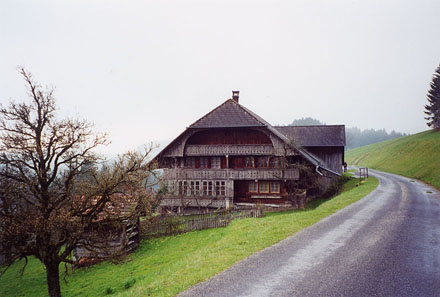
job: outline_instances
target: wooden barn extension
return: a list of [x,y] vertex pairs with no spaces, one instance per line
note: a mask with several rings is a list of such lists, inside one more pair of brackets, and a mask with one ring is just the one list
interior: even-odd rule
[[238,94],[155,157],[168,189],[162,211],[290,205],[342,174],[344,125],[272,126],[239,104]]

==================================================

Prompt
Write the data out again word for word; leave the pictures behind.

Result below
job: outline_instances
target: wooden barn extension
return: a list of [x,y] vertex pairs with no spaces, one instance per line
note: a mask with several rings is a list of such lists, inside one more pair of brackets, and a mask with one ring is just the one list
interior: even-odd rule
[[238,94],[155,157],[168,189],[162,211],[290,205],[342,174],[344,125],[272,126],[239,104]]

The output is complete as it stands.